[Passage start]

The organisation is in the transport industry and provides an essential service to me commuting between Pretoria and Johannesburg. Over the Christmas period, the organisation decided to change its transport schedule. Understandably, fewer people were travelling. The decision to change the schedule was likely to have been taken in a management meeting a few days before the festive season. Hence my surprise when I arrived at the station at the regular time only to find the next train departing in 40 minutes. I and many others were puzzled. Even the station management personnel had “not been informed”. I tweeted my displeasure but got no response. Perhaps they were inundated with frustrated commuters on that day. But a bit of an acknowledgement would have helped.
A few weeks later, I came across a fellow member of the twitterati in what appeared to be a spat with the same organisation about something that had happened to her at a station. She complained via Twitter, and received a response, directing her to lodge her complaint via the website, where it would be dealt with. There is apparently a ‘policy’ that complaints are only resolved if they are lodged via the ‘correct channels’. That is, ‘correct’ as determined by the company not the client. The client does not get to choose how and where to engage with the organisation, but the organisation does. Am I the only one thinking that picture is wrong? I jumped into the discussion, and asked ‘why’? In a few hours I received the most patronising responses of corporate communication drivel I could ever imagine. I was lectured on “standard procedures” (standard according to whom?) and company structures (why the complaint was handled by another organisation).

[Passage end]
[Information shown start]

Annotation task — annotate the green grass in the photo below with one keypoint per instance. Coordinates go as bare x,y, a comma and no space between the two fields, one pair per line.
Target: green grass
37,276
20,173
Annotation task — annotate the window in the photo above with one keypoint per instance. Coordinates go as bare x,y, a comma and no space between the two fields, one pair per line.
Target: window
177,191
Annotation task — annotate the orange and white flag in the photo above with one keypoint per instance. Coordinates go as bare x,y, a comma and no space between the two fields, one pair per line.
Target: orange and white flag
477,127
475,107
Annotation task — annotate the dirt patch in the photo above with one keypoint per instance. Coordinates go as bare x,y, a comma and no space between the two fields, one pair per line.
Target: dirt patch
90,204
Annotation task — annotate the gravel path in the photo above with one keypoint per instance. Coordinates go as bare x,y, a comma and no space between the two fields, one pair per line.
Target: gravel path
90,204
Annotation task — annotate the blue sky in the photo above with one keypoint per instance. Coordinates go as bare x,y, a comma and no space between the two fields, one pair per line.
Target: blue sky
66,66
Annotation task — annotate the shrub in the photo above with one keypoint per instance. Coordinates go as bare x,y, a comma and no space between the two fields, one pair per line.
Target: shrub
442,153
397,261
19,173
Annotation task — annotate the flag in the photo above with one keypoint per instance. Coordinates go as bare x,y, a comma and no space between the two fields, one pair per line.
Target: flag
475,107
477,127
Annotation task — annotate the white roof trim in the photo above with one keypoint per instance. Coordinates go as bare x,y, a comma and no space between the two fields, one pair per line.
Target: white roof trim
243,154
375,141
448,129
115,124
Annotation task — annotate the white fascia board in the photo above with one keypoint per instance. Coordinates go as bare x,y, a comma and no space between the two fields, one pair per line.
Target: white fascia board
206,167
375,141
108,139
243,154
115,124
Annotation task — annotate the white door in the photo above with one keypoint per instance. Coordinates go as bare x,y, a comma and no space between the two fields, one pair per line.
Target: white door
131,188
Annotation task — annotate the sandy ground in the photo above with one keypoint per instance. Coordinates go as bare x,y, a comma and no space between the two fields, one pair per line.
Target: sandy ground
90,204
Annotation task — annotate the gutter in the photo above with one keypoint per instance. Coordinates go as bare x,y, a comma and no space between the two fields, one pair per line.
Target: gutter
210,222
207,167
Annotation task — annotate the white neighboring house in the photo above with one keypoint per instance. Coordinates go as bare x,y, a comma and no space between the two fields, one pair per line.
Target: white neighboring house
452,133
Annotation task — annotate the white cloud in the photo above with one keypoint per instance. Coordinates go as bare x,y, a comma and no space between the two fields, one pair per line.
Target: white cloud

[Information shown end]

• **What this exercise asks**:
1/ Pull out every line of the rows above that contains the string "trim", and copy each one unchanged.
2/ Write a continuation of the account above about complaints to the transport organization, beginning right after its last sentence.

• **Response list**:
1/
Annotation task — annotate the white roof trim in the photo above with one keypoint per instance. Coordinates go as bare x,y, a comma and no space between the two fields, one pair per line.
Target: white roof trim

2/
I am a consumer, interacting with a brand. I should be able to choose the method of interaction. If it says @brand, that should be my point of reference. Sort out your procedures internally; don’t make it my problem. If I want to complain in any way, through any medium, that should be my choice. And if you are offering it to me, listen to my concerns and take them seriously by responding to me in my preferred media, not yours.
This is a universal issue. In a media environment that has moved so quickly from traditional means of communication (print media, advertising, radio and email), organisations now have to contend with social media, with the same budgets and probably the same people. It’s a challenge. But too many organisations use social media because of peer pressure exacerbated by predictions of immediate reputational demise if they don’t, rather than understanding why and how.
Communication should not just be about what you have to tell others, but also about how to respond to what others are telling you. That is the new world of corporate communications. Now, back to nurturing my disorder.